_AIM OF THE TASK_.
Edit the lines below by putting "nonzero winding rule" wherever "even-odd rule" appears, and leave everything else as it is.

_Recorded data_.
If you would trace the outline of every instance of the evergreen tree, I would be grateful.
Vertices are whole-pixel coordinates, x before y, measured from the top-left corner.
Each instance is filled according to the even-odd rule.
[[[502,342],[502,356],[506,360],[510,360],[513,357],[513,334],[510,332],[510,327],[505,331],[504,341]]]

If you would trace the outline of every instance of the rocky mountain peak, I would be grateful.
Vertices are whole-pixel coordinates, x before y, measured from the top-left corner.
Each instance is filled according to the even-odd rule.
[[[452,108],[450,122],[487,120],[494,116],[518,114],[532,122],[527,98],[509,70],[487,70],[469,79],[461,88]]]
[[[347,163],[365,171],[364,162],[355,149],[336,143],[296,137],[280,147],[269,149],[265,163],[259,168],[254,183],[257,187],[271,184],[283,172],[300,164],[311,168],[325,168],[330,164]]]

_RESPONSE TO THE EXERCISE_.
If you would trace the outline of every instance of the evergreen tree, I would be grateful.
Vertices are whole-pixel coordinates, x before y, measured from the top-left corner.
Each instance is filled according to the nonzero winding rule.
[[[502,342],[502,356],[506,360],[510,360],[513,357],[513,334],[510,332],[510,327],[505,331],[504,341]]]

If you would trace the outline of every instance of the rocky mountain peak, I would be grateful.
Vertices are whole-pixel coordinates, x before y, measured from the top-left corner.
Each instance is filled according to the nonzero winding rule.
[[[452,108],[450,122],[487,120],[494,116],[518,114],[532,122],[527,98],[509,70],[487,70],[469,79],[461,88]]]
[[[347,163],[365,171],[364,162],[355,149],[336,143],[296,137],[280,147],[269,149],[265,163],[259,168],[254,183],[257,187],[271,184],[283,172],[300,164],[311,168],[325,168],[330,164]]]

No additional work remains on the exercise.